* Required action 1 *
In the passage on computer robotic wagering, which club often appears as the winner when a U.S. track reports who took down the Jackpot Pick 6?
* Required action 2 *
Edit the passage on computer robotic wagering: reproduce the stretch that opens with the words containing "1. They can" and closes with "in this round.", changing "poker" to "blackjack".

-- Document excerpt follows --

My personal opinion, based on experience, research, and well-informed professionals, suggests that the CRM companies are paying the U.S. racing industry money in the form of handle that is undermining the finances of our core business.

There are two huge distinct advantages that the Computer Robotic Wagerer has over the regular player who is betting into the pool the old fashioned way (ie, with a teller, at a tote machine or even with a bettor’s own computer). The robotic player has direct access to the track/host tote pool, which gives them at least two huge competitive advantages: 

  1. They can scan directly into the host pool and compare the value of horses in straight betting pools with the detailed calculation that their computer analyst(s) have done for each horse in the race and wager accordingly. 
  2. They can then wait and make thousands of bets in the last minute(s) before the pools close. This would be the equivalent of a CRW player sitting at a poker table in Vegas and before the last final round of bets are made, being allowed to look at all the cards of the other players at the table and to make his final bet in this round. 

I think that this would be particularly valuable in the Jackpot Pick 6 bets where the bet does not pay off if more than one bettor hits the Pick 6. A modest consolation payoff is made to the multiple winners and the rest of the pool carries over to the next day of racing. Once the pot builds up to a six- or seven-figure pot, the CRW player has the liquidity and the information to take down the pot alone. If the track reports who took down the Jackpot Pick (and many don’t) in the U.S., you will often see Elite Turf Club as the winner. However, the CRW has a distinct advantage of scanning the pools and placing the bet at the very last minute for all types of wagers: WPS, Daily Double, Exacta and other exotics, pick 3, 4, 5, etc.

-- Document excerpt concluded --
-- Dataset extract follows --

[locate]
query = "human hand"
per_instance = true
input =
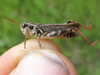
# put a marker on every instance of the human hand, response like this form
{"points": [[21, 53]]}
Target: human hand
{"points": [[44, 61]]}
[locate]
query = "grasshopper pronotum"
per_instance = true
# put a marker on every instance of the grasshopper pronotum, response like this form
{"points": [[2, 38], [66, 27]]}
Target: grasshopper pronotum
{"points": [[51, 31]]}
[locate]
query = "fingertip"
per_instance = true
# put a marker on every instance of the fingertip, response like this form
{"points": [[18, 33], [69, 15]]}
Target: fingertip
{"points": [[10, 59]]}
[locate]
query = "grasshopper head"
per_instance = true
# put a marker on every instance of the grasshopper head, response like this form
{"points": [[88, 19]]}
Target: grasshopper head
{"points": [[28, 28]]}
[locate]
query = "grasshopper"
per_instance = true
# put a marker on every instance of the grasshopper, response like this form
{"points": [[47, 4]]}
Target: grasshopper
{"points": [[51, 31]]}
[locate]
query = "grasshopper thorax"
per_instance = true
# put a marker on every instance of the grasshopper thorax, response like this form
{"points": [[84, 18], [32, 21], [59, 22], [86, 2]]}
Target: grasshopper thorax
{"points": [[28, 28]]}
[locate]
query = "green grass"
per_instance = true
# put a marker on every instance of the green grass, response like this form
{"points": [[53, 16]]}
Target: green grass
{"points": [[85, 58]]}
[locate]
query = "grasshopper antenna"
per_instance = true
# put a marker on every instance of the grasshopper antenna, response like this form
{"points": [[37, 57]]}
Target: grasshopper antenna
{"points": [[12, 21]]}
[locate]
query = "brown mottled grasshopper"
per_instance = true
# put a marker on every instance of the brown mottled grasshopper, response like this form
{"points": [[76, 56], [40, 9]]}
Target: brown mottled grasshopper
{"points": [[51, 31]]}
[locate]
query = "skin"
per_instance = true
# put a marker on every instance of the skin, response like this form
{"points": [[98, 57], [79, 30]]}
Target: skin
{"points": [[10, 59]]}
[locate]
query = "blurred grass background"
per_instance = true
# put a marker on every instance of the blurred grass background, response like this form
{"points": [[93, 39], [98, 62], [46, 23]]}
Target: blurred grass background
{"points": [[86, 59]]}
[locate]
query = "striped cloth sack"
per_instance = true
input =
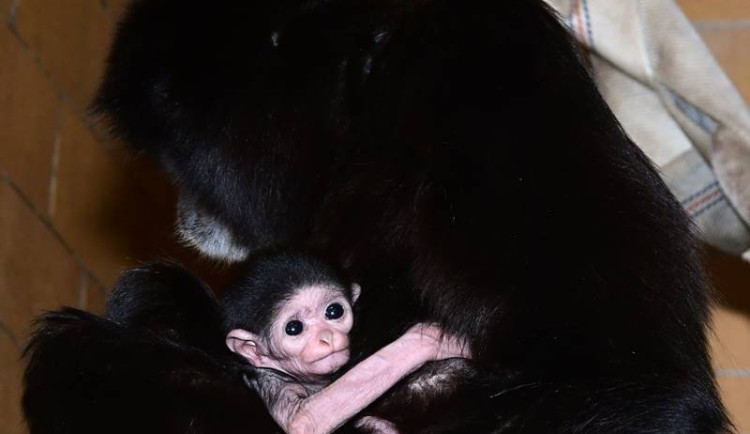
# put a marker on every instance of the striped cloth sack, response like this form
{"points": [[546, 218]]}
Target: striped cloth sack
{"points": [[676, 103]]}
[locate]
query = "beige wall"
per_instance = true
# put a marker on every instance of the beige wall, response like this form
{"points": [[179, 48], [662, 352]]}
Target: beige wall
{"points": [[74, 210]]}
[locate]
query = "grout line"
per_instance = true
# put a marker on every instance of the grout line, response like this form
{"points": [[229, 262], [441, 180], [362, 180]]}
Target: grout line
{"points": [[76, 257], [733, 373], [52, 199]]}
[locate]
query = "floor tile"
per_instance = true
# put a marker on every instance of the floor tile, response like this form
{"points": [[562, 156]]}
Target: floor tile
{"points": [[11, 373], [735, 392], [36, 271], [730, 47], [71, 38], [30, 108], [730, 340]]}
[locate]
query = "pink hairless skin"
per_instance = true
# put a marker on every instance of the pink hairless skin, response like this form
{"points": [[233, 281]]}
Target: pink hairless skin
{"points": [[301, 407]]}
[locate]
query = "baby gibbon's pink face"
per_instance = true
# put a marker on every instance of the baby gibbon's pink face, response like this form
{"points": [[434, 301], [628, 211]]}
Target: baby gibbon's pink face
{"points": [[310, 335]]}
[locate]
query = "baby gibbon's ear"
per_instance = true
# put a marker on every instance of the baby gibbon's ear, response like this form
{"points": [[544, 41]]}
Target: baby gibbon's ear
{"points": [[247, 345]]}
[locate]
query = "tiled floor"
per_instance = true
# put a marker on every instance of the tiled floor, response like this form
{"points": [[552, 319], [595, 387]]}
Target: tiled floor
{"points": [[74, 211]]}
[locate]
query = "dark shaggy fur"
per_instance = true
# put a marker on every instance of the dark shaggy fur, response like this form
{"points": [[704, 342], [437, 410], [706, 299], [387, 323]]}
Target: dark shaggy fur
{"points": [[455, 158]]}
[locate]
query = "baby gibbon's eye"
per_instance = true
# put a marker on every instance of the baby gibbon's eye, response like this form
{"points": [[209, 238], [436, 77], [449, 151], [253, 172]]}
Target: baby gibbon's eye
{"points": [[334, 311], [293, 328]]}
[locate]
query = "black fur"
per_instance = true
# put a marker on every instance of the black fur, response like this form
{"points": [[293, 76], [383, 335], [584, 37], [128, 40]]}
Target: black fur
{"points": [[143, 369], [455, 157]]}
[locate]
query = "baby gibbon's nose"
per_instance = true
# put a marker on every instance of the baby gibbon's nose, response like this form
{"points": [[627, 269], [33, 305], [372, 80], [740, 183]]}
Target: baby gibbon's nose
{"points": [[326, 337]]}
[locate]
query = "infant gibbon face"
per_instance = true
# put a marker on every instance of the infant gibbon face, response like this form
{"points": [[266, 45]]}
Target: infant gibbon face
{"points": [[309, 335]]}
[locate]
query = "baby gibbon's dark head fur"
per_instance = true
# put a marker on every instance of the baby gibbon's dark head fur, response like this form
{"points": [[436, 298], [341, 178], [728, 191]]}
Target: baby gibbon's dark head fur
{"points": [[267, 280]]}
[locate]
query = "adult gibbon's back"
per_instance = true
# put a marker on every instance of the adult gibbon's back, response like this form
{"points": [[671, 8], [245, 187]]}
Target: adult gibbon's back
{"points": [[456, 159]]}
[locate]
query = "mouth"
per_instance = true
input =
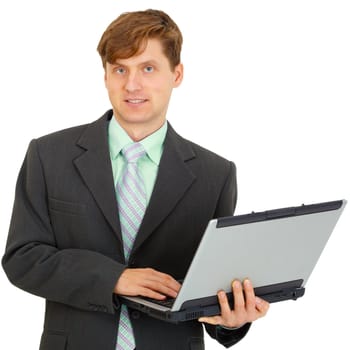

-- Dataset extract concluded --

* Response area 1 *
Elite Turf Club

* Response area 2 *
1. They can scan directly into the host pool and compare the value of horses in straight betting pools with the detailed calculation that their computer analyst(s) have done for each horse in the race and wager accordingly. 
  2. They can then wait and make thousands of bets in the last minute(s) before the pools close. This would be the equivalent of a CRW player sitting at a blackjack table in Vegas and before the last final round of bets are made, being allowed to look at all the cards of the other players at the table and to make his final bet in this round.